- **YOUR OBJECTIVE**: Output the listing below verbatim.
_ _ _ _ _
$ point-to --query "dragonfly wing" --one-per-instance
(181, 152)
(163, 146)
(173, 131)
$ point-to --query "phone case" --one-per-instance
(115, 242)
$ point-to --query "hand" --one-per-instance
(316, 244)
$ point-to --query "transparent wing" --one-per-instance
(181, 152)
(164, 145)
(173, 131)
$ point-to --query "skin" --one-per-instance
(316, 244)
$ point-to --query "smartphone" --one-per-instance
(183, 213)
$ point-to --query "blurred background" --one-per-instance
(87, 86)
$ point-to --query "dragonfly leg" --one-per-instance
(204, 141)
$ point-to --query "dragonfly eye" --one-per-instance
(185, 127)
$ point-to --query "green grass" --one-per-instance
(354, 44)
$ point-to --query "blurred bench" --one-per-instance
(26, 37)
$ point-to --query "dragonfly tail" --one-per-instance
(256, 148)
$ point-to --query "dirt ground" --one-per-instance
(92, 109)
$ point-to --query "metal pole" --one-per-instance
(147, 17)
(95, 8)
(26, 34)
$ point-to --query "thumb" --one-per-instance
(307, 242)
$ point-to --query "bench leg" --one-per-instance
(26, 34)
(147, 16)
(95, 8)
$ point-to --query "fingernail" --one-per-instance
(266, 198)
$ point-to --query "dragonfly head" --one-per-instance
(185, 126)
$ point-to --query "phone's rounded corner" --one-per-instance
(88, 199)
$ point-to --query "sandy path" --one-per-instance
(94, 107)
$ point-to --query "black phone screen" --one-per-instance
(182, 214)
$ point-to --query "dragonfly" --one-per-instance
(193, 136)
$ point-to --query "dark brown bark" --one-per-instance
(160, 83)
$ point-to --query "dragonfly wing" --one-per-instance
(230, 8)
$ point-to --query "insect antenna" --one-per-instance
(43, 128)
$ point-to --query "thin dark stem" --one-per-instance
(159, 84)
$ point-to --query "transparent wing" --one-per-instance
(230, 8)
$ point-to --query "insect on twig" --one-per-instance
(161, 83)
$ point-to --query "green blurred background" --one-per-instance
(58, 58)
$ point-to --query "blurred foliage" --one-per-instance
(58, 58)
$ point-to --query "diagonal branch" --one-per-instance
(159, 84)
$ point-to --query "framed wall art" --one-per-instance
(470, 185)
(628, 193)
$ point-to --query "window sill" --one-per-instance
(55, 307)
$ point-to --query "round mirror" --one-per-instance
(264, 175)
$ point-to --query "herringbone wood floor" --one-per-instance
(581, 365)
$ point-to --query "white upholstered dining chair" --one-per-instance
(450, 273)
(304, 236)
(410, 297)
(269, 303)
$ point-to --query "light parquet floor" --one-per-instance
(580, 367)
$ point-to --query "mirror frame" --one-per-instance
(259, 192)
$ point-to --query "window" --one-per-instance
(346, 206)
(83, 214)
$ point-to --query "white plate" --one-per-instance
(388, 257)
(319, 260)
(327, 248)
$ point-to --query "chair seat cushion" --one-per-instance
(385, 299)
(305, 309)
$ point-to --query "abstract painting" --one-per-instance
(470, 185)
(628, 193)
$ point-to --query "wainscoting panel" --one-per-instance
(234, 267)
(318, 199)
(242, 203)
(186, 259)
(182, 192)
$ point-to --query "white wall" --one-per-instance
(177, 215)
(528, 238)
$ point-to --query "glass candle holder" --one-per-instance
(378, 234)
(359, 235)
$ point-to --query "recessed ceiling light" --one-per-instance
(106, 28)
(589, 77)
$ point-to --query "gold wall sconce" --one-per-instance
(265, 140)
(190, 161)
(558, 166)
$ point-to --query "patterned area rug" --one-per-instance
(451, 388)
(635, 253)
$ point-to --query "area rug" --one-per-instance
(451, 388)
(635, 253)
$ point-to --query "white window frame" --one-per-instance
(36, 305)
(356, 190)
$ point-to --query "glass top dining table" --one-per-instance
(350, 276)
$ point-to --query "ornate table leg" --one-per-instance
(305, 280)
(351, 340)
_ _ _ _ _
- **WRITTEN RESPONSE**:
$ point-to --query "dragonfly wing" --one-per-instance
(181, 152)
(163, 146)
(173, 131)
$ point-to --query "phone case" --one-per-instance
(115, 242)
$ point-to --query "hand" --one-per-instance
(316, 244)
$ point-to --query "transparent wing" --one-per-instance
(181, 152)
(164, 145)
(173, 131)
$ point-to --query "skin" --one-per-instance
(316, 244)
$ point-to --query "smartphone" --one-per-instance
(183, 213)
$ point-to --query "blurred background" --one-per-instance
(87, 86)
$ point-to --query "dragonfly leg" --one-per-instance
(204, 141)
$ point-to --query "dragonfly eye" --one-per-instance
(185, 127)
$ point-to --query "green grass" --one-per-instance
(354, 44)
$ point-to --query "blurred bench" --one-per-instance
(26, 37)
$ point-to --query "dragonfly tail" --one-per-instance
(256, 148)
$ point-to --query "dirt ground" --one-per-instance
(92, 109)
$ point-to --query "metal pole" --one-per-instance
(147, 17)
(95, 8)
(26, 34)
$ point-to --query "thumb" --one-per-instance
(307, 242)
$ point-to --query "bench leg" --one-per-instance
(26, 34)
(147, 16)
(95, 8)
$ point-to --query "fingernail" --one-per-instance
(266, 198)
$ point-to --query "dragonfly head" --one-per-instance
(185, 126)
$ point-to --query "phone's rounded corner" --one-per-instance
(88, 199)
$ point-to --query "sandy path" --one-per-instance
(94, 107)
$ point-to --query "black phone screen" --one-per-instance
(182, 214)
$ point-to --query "dragonfly" --one-per-instance
(193, 136)
$ point-to --query "dark brown bark" --one-per-instance
(160, 83)
$ point-to --query "dragonfly wing" --one-per-instance
(230, 8)
$ point-to --query "insect antenna" --one-per-instance
(43, 128)
$ point-to --query "thin dark stem" --one-per-instance
(159, 84)
$ point-to --query "transparent wing" --one-per-instance
(230, 8)
$ point-to --query "insect on twig" --one-per-instance
(161, 83)
$ point-to --query "green blurred background" --one-per-instance
(58, 58)
$ point-to --query "blurred foliage" --one-per-instance
(58, 58)
$ point-to --query "diagonal branch" --one-per-instance
(159, 84)
$ point-to --query "framed wall art" --one-per-instance
(470, 185)
(628, 193)
$ point-to --query "window sill" --one-per-instance
(55, 307)
$ point-to --query "round mirror" --one-per-instance
(264, 175)
$ point-to --query "herringbone wood floor" --one-per-instance
(581, 365)
$ point-to --query "white upholstered dining chair" --one-per-instance
(450, 273)
(304, 236)
(410, 297)
(269, 303)
$ point-to --query "light parquet floor" --one-per-instance
(580, 367)
$ point-to --query "mirror frame" --one-per-instance
(259, 192)
$ point-to --query "window" --one-per-instance
(346, 206)
(83, 214)
$ point-to --query "white plate" --one-per-instance
(388, 257)
(319, 260)
(327, 248)
$ point-to --query "chair seat cushion" --one-per-instance
(385, 299)
(305, 309)
$ point-to --query "abstract painting" --one-per-instance
(470, 185)
(628, 193)
$ point-to --query "wainscoting panel" --one-per-instance
(234, 267)
(318, 199)
(242, 203)
(186, 259)
(182, 192)
$ point-to --query "white wall" --one-per-instance
(177, 215)
(528, 238)
$ point-to --query "glass candle holder" --one-per-instance
(378, 234)
(359, 235)
$ point-to --query "recessed ceiling light" --one-per-instance
(106, 28)
(589, 77)
$ point-to --query "gold wall sconce" --one-per-instance
(265, 140)
(190, 161)
(558, 166)
$ point-to --query "patterned area rug" --one-per-instance
(451, 388)
(635, 253)
$ point-to --query "area rug" --one-per-instance
(451, 388)
(635, 253)
$ point-to --query "white window frame" --one-per-instance
(36, 305)
(356, 190)
$ point-to --query "glass top dining table" --one-per-instance
(350, 276)
$ point-to --query "ornate table leg" --one-per-instance
(305, 280)
(351, 340)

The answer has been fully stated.